Required work: Extract exactly and only the lines of the data below, starting at the line with "Pin the coffee" and stopping after the final line.

Dataset rows:

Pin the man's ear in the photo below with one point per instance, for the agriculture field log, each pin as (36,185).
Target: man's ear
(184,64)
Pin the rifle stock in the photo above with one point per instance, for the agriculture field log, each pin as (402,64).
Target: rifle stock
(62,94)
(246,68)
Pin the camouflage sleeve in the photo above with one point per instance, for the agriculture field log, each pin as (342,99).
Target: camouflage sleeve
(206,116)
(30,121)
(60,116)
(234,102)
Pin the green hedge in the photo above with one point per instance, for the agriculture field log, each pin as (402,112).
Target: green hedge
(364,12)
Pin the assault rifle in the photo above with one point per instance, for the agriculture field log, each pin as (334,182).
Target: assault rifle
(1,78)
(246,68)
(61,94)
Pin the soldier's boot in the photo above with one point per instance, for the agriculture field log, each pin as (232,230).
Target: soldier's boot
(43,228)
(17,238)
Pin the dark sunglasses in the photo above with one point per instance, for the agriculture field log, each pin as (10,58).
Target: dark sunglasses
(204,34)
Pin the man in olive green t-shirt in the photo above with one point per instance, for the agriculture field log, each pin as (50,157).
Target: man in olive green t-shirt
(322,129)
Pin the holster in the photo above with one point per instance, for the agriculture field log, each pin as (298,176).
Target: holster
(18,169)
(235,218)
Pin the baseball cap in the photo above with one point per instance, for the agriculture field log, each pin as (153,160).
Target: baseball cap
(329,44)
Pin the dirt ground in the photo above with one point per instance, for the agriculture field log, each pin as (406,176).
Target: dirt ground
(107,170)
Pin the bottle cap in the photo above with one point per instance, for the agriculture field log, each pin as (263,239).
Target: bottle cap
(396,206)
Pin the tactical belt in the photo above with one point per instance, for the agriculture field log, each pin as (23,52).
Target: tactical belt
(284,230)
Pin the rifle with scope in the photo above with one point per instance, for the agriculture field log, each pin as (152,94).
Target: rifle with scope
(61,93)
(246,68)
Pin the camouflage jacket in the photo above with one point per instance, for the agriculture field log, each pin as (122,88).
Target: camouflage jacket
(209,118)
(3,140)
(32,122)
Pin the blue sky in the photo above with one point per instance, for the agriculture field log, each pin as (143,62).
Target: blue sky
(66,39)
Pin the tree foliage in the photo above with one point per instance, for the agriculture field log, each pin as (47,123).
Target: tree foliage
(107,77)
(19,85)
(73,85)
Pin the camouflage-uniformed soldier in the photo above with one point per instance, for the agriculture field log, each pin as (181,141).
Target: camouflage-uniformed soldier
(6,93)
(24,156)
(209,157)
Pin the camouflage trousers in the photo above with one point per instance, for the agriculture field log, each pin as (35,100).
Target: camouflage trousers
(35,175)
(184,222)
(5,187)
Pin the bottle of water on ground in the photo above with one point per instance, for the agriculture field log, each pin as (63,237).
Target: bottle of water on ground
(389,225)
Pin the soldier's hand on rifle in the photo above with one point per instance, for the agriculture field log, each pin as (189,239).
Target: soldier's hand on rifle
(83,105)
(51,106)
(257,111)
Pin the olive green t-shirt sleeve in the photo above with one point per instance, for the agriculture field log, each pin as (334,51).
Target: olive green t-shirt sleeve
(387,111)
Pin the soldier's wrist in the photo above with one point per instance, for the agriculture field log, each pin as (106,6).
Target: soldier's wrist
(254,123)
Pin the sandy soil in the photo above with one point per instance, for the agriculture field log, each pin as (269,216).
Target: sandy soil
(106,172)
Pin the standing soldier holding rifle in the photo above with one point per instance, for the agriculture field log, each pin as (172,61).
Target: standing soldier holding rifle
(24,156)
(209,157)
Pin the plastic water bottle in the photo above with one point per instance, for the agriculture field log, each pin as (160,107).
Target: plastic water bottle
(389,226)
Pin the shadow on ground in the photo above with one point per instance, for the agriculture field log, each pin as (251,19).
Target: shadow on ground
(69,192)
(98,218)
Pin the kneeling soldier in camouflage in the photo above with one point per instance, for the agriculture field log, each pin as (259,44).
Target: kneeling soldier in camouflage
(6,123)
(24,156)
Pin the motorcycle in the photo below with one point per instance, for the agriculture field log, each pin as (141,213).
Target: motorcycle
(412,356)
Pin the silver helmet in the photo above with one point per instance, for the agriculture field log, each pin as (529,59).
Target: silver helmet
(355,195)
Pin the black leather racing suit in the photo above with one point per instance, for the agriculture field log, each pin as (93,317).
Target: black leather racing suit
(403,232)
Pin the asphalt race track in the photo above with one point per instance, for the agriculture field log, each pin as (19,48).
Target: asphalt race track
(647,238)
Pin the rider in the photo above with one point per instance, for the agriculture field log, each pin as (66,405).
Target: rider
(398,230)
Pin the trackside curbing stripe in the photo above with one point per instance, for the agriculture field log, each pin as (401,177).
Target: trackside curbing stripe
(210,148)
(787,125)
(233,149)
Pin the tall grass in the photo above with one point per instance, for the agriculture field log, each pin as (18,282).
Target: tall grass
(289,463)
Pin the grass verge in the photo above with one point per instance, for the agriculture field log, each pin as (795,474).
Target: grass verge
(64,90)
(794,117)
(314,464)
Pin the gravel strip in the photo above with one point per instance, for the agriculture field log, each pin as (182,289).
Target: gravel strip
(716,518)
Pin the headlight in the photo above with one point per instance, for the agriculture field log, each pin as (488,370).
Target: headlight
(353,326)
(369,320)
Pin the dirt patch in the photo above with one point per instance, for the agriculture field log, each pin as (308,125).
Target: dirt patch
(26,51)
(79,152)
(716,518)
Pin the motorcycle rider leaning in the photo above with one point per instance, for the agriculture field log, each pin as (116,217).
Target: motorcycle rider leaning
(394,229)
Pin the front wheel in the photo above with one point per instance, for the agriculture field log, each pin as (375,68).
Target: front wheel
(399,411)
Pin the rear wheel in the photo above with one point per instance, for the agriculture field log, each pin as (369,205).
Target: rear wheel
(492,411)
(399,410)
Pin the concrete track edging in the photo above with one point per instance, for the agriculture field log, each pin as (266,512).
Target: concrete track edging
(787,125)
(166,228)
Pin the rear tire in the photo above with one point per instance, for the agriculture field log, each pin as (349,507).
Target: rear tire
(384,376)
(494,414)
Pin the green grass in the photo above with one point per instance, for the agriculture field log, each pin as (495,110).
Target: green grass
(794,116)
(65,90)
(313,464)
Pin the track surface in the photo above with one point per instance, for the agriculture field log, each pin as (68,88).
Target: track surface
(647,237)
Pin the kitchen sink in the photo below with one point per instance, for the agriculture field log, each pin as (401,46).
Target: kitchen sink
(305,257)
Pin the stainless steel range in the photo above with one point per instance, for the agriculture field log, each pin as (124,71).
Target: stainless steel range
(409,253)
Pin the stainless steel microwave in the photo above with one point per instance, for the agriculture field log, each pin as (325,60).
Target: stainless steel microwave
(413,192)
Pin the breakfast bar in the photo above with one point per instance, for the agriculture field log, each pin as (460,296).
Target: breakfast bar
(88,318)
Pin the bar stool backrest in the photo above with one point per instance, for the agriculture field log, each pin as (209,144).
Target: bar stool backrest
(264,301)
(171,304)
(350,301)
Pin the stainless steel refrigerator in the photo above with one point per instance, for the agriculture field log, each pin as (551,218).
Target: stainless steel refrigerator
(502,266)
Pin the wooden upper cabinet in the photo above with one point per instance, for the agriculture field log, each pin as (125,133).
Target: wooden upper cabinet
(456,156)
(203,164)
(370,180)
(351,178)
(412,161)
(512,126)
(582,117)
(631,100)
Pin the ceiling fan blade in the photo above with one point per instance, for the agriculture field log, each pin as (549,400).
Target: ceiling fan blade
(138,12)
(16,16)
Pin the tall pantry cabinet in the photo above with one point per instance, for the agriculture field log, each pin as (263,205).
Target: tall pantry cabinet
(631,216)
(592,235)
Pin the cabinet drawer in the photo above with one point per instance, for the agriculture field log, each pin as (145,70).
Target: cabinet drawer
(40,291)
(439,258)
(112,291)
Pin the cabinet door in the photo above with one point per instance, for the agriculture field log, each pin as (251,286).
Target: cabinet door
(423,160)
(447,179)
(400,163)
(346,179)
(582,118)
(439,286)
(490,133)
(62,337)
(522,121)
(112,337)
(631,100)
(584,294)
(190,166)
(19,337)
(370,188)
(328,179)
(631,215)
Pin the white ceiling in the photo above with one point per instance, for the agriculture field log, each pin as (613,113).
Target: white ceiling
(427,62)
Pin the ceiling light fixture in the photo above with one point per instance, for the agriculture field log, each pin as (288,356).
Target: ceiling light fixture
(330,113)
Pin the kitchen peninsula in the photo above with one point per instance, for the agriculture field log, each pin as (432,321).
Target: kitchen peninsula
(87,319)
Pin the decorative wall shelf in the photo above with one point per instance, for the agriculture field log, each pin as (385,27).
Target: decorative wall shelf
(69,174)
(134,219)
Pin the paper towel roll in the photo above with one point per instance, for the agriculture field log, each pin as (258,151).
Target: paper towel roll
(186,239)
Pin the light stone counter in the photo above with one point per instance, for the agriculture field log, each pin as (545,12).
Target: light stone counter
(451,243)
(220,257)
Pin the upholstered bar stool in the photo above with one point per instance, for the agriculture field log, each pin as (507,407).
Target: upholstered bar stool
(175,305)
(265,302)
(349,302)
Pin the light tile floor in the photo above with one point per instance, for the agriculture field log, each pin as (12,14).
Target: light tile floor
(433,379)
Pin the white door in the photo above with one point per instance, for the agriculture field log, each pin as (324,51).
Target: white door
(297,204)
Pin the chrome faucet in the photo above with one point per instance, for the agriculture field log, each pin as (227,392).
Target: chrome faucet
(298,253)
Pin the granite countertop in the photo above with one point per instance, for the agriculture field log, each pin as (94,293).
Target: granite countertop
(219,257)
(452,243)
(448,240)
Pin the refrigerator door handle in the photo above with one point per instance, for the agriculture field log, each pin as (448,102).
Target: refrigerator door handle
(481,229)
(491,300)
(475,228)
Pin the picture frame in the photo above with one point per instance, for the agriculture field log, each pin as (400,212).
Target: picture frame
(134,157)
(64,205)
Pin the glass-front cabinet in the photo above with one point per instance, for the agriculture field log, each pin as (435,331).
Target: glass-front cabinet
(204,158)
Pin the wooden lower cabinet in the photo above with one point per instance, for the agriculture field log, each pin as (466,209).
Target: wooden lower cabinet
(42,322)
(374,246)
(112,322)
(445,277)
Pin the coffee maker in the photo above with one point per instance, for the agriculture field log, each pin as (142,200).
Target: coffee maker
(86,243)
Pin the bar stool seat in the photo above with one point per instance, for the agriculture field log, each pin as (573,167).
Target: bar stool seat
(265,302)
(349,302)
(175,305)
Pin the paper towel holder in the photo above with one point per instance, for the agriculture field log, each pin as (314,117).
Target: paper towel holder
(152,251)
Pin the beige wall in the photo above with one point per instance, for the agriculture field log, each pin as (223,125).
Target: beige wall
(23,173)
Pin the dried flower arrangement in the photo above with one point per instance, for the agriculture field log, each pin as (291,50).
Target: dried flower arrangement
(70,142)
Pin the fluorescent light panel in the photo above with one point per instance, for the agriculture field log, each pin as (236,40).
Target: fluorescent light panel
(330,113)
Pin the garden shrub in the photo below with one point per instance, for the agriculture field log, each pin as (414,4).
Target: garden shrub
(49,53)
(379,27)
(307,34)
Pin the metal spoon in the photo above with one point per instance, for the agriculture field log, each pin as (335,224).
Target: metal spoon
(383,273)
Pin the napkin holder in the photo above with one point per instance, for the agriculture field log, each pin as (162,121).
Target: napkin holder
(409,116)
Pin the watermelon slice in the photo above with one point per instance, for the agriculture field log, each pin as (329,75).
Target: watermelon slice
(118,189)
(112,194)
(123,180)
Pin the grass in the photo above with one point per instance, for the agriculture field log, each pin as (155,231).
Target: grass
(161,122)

Exercise response:
Pin the coffee maker in the photo above with one point per instance, for the agriculture field log, each pin as (142,200).
Target: coffee maker
(86,243)
Pin the bar stool seat in the photo above with one point per instance, for the agriculture field log, each pin as (573,167).
Target: bar stool seat
(265,302)
(349,302)
(175,305)
Pin the paper towel holder in the photo above with one point per instance, for the agriculture field log, each pin as (314,117).
Target: paper towel holder
(152,251)
Pin the beige wall in the photo above with one point per instance, for the agriculture field log, each pin as (223,125).
Target: beige wall
(23,173)
Pin the dried flower arrangement in the photo above with one point per instance, for the agriculture field log, each pin as (291,50).
Target: dried flower arrangement
(70,142)
Pin the fluorescent light panel in the photo above with one point per instance, for the agriculture field log, each pin as (236,40).
Target: fluorescent light panel
(330,113)
Pin the garden shrub in the photo below with one point per instance, for the agriculture field log, each pin as (414,4).
Target: garden shrub
(49,53)
(379,27)
(307,34)
Pin the metal spoon in the photo above with one point per instance, for the agriculture field log, each pin as (335,224).
Target: metal spoon
(383,273)
Pin the napkin holder in the photo above with one point per instance, for the agriculture field log, each pin as (162,121).
Target: napkin holder
(409,116)
Pin the watermelon slice in the photo above with one point per instance, for the agriculture field log, each pin as (329,75).
Target: watermelon slice
(118,189)
(112,194)
(123,180)
Pin the grass in the photo above with one point per instance, for the agriculture field log, each pin as (155,231).
Target: grass
(161,122)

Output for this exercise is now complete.